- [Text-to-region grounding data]
[Start of Attachment]

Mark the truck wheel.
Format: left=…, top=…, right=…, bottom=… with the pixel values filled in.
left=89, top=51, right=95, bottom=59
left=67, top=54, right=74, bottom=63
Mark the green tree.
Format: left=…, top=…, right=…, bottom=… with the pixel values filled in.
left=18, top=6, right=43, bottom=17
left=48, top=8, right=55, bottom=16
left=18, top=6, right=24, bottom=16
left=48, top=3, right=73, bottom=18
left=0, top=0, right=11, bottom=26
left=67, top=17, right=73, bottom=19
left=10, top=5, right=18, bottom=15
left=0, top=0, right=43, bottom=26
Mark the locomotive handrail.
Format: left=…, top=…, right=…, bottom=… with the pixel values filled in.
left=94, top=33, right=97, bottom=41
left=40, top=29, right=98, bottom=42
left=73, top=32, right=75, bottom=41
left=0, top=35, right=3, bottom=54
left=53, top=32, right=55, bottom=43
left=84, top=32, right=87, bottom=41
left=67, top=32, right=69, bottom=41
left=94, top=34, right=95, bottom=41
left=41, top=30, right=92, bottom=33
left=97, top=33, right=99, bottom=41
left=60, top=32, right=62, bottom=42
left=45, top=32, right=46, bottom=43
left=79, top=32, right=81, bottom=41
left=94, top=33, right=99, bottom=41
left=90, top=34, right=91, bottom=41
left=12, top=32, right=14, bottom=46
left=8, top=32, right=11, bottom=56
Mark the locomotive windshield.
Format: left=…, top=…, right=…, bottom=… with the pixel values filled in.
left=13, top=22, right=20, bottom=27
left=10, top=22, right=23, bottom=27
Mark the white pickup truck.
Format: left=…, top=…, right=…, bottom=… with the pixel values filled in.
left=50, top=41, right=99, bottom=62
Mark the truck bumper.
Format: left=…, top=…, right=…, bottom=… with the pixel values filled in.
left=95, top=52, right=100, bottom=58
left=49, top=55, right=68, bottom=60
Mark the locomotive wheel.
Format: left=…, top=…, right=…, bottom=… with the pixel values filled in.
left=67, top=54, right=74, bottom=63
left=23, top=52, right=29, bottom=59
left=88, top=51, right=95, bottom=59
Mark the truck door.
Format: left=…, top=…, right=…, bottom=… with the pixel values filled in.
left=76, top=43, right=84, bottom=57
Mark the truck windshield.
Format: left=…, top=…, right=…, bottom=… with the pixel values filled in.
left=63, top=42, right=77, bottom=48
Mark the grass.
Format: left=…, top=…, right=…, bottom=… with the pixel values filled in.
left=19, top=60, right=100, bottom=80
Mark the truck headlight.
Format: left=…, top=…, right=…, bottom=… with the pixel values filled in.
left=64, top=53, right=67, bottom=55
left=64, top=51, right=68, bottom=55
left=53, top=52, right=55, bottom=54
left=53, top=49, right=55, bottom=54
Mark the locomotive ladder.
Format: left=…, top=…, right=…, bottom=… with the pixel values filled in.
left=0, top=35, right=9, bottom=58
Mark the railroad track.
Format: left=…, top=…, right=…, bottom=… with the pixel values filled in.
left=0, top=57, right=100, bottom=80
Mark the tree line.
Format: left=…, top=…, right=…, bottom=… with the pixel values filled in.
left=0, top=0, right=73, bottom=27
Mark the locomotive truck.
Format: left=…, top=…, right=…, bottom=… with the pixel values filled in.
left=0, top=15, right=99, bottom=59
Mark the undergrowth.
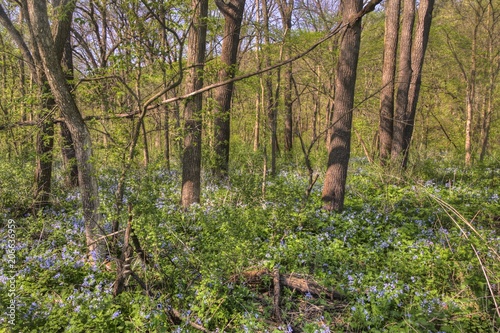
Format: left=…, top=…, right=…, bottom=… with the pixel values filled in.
left=0, top=159, right=499, bottom=332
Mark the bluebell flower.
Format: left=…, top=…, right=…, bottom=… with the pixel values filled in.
left=111, top=310, right=121, bottom=319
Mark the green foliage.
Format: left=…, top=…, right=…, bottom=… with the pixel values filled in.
left=1, top=159, right=499, bottom=332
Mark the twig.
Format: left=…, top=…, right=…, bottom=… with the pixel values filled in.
left=168, top=308, right=209, bottom=332
left=273, top=268, right=282, bottom=322
left=471, top=244, right=500, bottom=320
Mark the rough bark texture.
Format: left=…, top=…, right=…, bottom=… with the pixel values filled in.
left=33, top=100, right=54, bottom=210
left=213, top=0, right=245, bottom=177
left=402, top=0, right=435, bottom=167
left=61, top=36, right=79, bottom=187
left=232, top=269, right=345, bottom=300
left=391, top=0, right=415, bottom=164
left=321, top=0, right=363, bottom=212
left=181, top=0, right=209, bottom=207
left=278, top=0, right=294, bottom=153
left=261, top=0, right=279, bottom=176
left=1, top=3, right=50, bottom=210
left=27, top=0, right=103, bottom=259
left=480, top=2, right=499, bottom=161
left=1, top=1, right=75, bottom=210
left=60, top=121, right=78, bottom=187
left=378, top=0, right=400, bottom=163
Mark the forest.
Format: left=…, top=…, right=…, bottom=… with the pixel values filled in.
left=0, top=0, right=499, bottom=332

[End of Attachment]

- [Task details] Find the lines in the records above that hold the word "green", and give only how many there are.

- [Final answer] 2